**PAGE TEXT:**
Tuesday, April 30, 2013

Daddy-Long-Legs  -  1912
Jean Webster
185 pages
genre  -  General Fiction, Epistolary, Young Adult
my rating  -  4 out of 5 stars

Jerusha Abbott is an orphan.  She has lived her entire 18 years at the John Grier Home.  Jerusha will tell you... "The first Wednesday in every month was a Perfectly Awful Day—a day to be awaited with dread, endured with courage and forgotten with haste."  You see, that is the day that the Trustees of the orphan asylum come to inspect the premises and read reports. 

Just as the day was ending, Jerusha is summoned to the matron's office.  As she approaches the office, Jerusha notices a man leaving through the front door.  "Jerusha caught only a fleeting impression of the man... He was waving his arm towards an automobile...[it's] glaring headlights threw his shadow sharply against the wall inside. The shadow pictured grotesquely elongated legs and arms that ran along the floor and up the wall of the corridor. It looked, for all the world, like a huge, wavering daddy-long-legs."

The matron has incredible news.  The gentleman who just left has offered to pay for four years of college for Jerusha.  The only stipulation being that she must write him a letter once a month.  The rest of the book is the correspondence from Jerusha to Mr. Daddy-Long-Legs. 

I especially enjoy the epistolary type of writing.  It's like legally reading other people's mail.  An epistolary novel tells its story through letters, journal entries, and these days, emails.  Some examples are:  Dear Mr. Henshaw, Bridget Jones's Diary, The Screwtape Letters, Sorcery and Cecelia (a favorite of mine) and the sequel to Daddy-Long-Legs, Dear Enemy

About the author  -

Alice Jane Chandler Webster was born July 24, 1876 in Fredonia, New York. From 1894 to 1896, she attended the Lady Jane Grey School in Binghamton as a boarder. Since her roommate was also called Alice, the school asked if she could use another name. She chose "Jean", a variation on her middle name.

In 1897, Webster entered Vassar College. Majoring in English and economics, she took a course in welfare and penal reform and became interested in social issues. As part of the course she visited institutions for "delinquent and destitute children".  Her experiences at Vassar provided material for some of her books.

In 1915, at the age of 39, Webster married Glenn Ford McKinney in a quiet ceremony.  Jean entered the Sloan Hospital for Women, New York on the afternoon of June 10, 1916, giving birth to a daughter. All was well initially, but Jean became ill and died of childbirth fever at 7:30 am on June 11, 1916. Her daughter was named Jean (Little Jean) in her honor.

(Records taken from a dataset)

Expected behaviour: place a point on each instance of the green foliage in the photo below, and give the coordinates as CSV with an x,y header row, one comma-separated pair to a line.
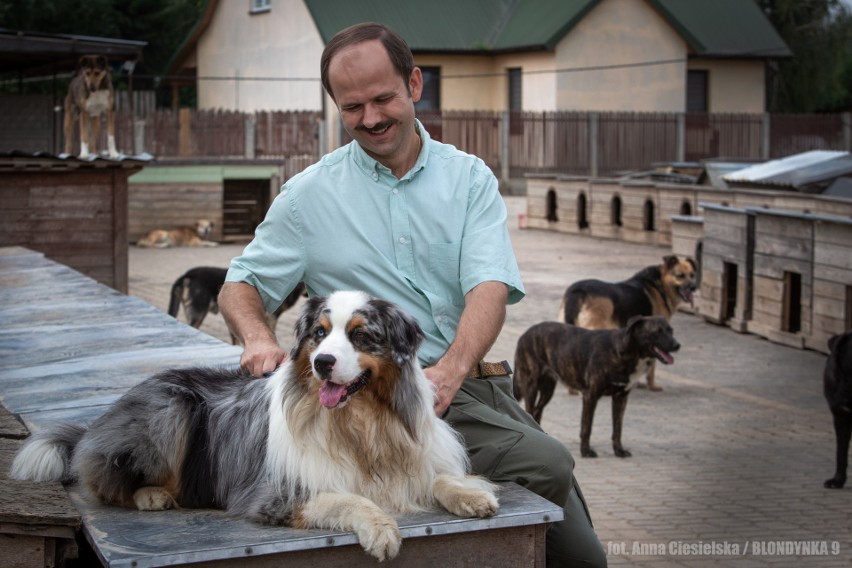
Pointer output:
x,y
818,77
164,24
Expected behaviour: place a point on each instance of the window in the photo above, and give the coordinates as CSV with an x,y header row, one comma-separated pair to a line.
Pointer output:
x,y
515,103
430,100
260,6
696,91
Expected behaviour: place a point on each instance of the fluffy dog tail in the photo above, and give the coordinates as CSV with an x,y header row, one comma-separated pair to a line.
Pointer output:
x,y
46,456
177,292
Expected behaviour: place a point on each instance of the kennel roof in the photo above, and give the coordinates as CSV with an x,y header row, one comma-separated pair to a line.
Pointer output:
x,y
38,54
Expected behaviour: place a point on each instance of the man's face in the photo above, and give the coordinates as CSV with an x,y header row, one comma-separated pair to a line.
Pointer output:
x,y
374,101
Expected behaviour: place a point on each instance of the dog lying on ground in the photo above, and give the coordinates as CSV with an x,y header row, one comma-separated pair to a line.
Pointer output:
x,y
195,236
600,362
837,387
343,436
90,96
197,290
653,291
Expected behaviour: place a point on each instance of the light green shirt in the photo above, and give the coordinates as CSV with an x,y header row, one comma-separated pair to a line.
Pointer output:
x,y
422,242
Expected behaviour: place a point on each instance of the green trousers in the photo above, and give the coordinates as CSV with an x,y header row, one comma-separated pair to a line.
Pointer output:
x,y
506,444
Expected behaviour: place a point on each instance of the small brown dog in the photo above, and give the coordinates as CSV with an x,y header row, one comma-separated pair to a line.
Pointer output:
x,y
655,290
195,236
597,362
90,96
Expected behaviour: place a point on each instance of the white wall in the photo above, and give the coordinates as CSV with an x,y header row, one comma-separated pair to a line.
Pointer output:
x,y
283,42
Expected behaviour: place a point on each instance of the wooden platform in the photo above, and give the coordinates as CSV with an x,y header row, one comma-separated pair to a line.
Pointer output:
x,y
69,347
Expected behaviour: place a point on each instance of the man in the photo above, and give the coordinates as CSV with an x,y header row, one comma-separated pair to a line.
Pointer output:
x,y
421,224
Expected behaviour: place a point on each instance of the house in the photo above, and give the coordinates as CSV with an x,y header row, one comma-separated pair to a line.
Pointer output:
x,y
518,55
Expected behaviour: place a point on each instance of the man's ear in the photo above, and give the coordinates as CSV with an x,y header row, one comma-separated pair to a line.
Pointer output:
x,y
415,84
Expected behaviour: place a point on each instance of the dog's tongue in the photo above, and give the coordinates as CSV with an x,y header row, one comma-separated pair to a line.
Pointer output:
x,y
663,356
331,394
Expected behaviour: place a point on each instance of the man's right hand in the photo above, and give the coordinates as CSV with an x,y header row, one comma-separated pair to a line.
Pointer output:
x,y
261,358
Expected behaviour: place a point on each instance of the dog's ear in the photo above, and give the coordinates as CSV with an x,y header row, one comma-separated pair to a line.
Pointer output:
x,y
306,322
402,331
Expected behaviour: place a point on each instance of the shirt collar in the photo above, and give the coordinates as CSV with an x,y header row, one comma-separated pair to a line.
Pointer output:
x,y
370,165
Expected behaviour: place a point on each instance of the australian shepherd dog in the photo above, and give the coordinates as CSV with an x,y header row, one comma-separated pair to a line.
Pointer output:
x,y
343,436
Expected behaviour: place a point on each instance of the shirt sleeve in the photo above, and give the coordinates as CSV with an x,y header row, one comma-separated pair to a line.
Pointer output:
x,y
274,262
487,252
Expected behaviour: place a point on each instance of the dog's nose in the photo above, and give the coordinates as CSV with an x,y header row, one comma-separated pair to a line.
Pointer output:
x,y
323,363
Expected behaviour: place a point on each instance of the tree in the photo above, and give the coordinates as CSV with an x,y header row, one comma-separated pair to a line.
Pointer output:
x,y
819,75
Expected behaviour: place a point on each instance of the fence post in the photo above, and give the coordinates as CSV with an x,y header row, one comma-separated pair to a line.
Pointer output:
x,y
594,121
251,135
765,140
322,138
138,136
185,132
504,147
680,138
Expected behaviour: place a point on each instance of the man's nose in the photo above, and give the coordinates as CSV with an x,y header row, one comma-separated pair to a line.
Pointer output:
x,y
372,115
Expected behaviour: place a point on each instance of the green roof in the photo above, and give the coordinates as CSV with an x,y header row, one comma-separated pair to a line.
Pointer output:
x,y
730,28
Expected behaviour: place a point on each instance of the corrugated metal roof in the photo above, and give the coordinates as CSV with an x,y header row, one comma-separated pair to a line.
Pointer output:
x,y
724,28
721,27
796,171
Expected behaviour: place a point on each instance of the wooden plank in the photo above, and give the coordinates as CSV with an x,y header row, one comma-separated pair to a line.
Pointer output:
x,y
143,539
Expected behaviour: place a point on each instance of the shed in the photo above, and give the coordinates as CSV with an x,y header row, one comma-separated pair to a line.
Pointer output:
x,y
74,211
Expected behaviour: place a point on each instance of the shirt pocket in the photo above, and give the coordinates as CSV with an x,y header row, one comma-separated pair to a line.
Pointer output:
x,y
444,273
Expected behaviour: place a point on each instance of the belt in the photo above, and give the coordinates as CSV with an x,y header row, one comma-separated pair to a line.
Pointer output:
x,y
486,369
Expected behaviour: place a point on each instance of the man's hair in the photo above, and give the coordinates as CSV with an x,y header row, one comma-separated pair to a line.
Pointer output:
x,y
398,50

---

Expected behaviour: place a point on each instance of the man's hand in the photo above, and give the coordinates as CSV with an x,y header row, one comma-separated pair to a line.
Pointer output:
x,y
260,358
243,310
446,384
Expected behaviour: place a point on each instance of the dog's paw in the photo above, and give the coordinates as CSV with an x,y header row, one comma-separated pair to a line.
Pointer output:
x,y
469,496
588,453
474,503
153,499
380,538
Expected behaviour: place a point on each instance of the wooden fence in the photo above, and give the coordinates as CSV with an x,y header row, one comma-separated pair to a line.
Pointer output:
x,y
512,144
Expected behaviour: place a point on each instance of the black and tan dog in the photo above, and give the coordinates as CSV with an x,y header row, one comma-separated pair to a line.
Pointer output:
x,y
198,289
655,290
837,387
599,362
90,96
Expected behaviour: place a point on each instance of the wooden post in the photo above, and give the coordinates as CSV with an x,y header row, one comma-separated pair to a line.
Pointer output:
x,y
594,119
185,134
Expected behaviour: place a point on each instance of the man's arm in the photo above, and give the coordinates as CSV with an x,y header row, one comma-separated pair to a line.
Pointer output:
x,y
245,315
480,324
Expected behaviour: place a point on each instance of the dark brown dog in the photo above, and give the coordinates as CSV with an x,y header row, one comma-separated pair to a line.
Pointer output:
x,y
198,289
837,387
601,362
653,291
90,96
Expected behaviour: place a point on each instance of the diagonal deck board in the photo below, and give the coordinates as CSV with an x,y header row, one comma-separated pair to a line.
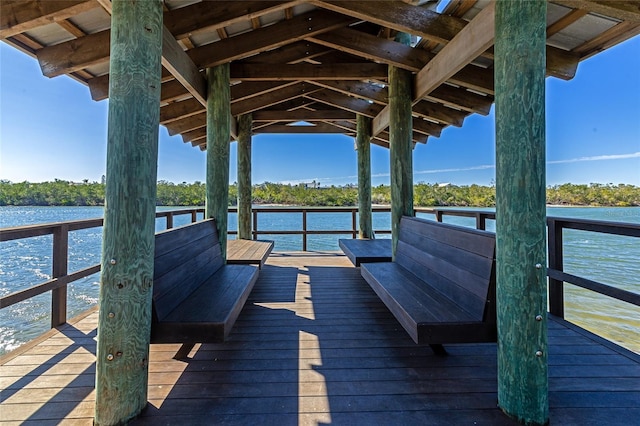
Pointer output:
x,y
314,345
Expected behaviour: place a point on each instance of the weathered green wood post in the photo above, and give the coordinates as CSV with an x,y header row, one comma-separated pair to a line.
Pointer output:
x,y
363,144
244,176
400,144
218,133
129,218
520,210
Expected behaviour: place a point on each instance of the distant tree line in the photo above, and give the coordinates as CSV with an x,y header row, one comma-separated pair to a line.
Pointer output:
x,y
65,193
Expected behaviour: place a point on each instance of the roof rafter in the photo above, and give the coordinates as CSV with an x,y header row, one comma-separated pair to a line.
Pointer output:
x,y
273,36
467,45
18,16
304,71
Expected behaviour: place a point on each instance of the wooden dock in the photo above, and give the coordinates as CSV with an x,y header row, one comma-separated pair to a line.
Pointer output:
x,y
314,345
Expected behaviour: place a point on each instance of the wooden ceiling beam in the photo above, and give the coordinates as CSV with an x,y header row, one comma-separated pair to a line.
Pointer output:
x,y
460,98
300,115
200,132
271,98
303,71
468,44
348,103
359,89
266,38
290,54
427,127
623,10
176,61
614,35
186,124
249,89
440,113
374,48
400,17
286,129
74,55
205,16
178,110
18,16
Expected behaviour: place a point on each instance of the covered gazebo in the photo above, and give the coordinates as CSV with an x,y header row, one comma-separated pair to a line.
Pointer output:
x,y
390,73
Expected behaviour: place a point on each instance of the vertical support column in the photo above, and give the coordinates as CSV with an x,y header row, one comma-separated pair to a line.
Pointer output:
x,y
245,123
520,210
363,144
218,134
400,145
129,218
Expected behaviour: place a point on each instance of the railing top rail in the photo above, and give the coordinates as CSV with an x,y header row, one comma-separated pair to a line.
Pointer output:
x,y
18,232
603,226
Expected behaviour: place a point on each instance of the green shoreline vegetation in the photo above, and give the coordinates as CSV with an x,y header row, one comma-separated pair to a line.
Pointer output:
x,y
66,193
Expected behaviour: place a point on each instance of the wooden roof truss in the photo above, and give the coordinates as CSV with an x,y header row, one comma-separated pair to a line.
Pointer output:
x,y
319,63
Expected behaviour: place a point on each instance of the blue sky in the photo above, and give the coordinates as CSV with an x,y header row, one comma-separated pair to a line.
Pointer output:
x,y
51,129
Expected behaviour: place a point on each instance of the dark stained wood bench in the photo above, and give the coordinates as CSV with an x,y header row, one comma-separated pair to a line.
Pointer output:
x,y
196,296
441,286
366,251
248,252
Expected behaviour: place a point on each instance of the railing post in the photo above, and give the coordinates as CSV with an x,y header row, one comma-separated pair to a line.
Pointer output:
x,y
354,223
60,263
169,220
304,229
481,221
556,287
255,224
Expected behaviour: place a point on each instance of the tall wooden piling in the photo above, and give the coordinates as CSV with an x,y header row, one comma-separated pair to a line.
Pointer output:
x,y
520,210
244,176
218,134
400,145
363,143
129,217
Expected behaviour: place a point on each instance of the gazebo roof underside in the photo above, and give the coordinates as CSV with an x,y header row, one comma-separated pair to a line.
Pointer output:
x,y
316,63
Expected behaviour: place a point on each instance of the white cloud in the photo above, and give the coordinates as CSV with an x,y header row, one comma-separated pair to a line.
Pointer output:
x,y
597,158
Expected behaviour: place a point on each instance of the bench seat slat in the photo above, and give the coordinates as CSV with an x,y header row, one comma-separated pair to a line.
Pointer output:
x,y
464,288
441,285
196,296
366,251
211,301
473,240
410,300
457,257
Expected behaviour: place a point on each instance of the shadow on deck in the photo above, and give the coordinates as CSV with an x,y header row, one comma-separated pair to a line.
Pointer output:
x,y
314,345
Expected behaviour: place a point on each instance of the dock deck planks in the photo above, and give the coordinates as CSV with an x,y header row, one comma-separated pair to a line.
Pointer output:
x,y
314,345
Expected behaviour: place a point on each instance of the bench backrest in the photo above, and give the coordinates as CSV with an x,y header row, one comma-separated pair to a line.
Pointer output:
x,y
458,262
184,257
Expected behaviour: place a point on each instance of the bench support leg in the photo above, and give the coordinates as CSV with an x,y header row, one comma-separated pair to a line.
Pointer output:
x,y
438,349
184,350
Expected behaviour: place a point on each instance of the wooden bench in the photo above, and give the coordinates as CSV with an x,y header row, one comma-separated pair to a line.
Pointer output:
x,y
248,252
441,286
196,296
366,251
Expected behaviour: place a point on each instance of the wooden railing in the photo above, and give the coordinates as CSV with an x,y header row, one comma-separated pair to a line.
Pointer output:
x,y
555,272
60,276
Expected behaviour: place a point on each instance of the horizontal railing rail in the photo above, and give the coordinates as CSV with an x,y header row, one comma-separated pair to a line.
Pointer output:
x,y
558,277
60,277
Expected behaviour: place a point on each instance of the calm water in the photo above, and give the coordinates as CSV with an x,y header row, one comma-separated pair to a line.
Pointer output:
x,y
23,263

**PARTS OF THE EXERCISE:**
• A. From the book review, list every title given as an example of an epistolary novel.
• B. Using the book review, answer each question on its own line:
(i) How many years of college does the gentleman offer to pay for?
(ii) What name did Webster choose when her school asked her to use another one?
(iii) In what year did Webster marry Glenn Ford McKinney?
• C. Write out the part of the book review between "Alice Jane Chandler" and "her middle name.", inclusive.

**SOLUTIONS BELOW:**
• A.
Dear Mr. Henshaw
Bridget Jones's Diary
The Screwtape Letters
Sorcery and Cecelia
Dear Enemy

• B.
(i) Four
(ii) Jean
(iii) 1915

• C.
Alice Jane Chandler Webster was born July 24, 1876 in Fredonia, New York. From 1894 to 1896, she attended the Lady Jane Grey School in Binghamton as a boarder. Since her roommate was also called Alice, the school asked if she could use another name. She chose "Jean", a variation on her middle name.